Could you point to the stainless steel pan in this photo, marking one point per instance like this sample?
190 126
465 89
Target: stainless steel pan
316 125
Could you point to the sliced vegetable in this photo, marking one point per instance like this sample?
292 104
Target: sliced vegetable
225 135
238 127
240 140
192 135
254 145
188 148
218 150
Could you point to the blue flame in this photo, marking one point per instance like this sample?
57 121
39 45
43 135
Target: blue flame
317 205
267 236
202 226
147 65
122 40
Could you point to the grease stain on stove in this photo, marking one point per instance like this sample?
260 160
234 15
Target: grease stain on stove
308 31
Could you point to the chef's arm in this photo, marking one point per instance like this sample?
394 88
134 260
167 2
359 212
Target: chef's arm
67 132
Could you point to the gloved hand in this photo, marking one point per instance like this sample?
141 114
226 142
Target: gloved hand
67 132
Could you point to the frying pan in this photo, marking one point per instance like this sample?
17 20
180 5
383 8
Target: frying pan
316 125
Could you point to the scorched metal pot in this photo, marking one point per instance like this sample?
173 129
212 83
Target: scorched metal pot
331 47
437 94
______________________________
## PROBLEM TO WORK ON
Switch every "Target" in the records above to "Object" and write all the records out again with nothing else changed.

## RESULT OF THIS EXERCISE
Could you point to the stainless steel pan in this photo, marking one point per instance like this sample?
190 126
465 89
Object: stainless steel pan
316 125
Could you point to the sliced vegetable in this photo, marking one point per instance like this sample?
292 104
Object: sliced vegetable
225 135
238 127
240 140
192 135
254 145
188 148
218 150
Could you point to the blue flame in this photo, marking one point per instance like this sample?
57 121
39 45
43 135
Object: blue flame
317 205
267 236
202 226
147 65
122 40
Could you point to the grease stain on stove in this photo, marking one point per instance like this sample?
260 160
234 15
Object: grease stain on stove
308 31
Could you point to the chef's arm in this photo, marking one point per instance like this sample?
394 88
134 260
167 2
359 212
Object: chef's arm
67 132
Could you point to the gloved hand in this photo, marking one point per instance like this sample?
141 114
226 142
Object: gloved hand
67 132
Could you point to the frying pan in this photo, marking one point per instance like this sample?
17 20
180 5
383 8
Object: frying pan
316 125
Could you point to the scorched metal pot in this photo, marking one point per instance like this sample?
173 129
212 83
Object: scorched metal pot
331 47
437 94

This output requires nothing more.